● **What you need to do**:
Please work out how many lines include the word "purple" in the entries, and reply with only the count.

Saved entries
────

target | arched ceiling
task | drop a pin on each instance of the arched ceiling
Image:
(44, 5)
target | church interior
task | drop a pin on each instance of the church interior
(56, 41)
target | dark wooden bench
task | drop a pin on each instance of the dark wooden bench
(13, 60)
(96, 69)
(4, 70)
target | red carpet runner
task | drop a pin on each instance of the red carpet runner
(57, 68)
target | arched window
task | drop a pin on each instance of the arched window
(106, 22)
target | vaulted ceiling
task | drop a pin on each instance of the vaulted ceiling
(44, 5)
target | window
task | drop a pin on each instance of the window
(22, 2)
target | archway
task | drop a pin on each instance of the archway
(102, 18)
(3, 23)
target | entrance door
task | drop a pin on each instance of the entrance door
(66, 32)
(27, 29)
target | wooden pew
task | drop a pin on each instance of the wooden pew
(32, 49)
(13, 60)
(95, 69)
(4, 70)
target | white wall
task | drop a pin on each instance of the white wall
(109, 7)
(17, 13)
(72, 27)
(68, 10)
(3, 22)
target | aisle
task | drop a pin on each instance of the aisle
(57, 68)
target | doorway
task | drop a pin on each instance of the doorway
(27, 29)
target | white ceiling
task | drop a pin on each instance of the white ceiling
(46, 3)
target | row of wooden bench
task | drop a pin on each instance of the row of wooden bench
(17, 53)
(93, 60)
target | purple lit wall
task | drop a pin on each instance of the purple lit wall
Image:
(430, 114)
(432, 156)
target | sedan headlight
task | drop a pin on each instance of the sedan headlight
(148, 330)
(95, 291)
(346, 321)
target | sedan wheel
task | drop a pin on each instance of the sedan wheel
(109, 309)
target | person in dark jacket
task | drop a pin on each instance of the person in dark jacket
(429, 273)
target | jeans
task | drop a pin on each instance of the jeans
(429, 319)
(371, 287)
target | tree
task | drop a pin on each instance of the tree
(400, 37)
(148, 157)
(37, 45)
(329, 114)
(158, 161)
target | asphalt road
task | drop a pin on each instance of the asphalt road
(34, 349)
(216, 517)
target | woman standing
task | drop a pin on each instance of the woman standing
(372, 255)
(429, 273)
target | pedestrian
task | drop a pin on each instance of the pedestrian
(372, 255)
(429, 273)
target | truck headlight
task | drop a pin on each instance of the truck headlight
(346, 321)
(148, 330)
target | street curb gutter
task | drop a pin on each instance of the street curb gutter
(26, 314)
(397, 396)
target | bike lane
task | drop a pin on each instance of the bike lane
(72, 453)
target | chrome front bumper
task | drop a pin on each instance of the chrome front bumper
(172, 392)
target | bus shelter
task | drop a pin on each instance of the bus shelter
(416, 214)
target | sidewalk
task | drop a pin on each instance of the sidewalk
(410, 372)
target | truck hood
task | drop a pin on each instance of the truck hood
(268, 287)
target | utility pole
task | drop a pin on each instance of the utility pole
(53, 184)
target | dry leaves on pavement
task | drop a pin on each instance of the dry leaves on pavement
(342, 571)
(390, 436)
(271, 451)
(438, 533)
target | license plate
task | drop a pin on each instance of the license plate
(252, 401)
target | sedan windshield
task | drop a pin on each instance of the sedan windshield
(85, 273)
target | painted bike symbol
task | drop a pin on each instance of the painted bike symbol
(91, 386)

────

● **Exercise output**:
2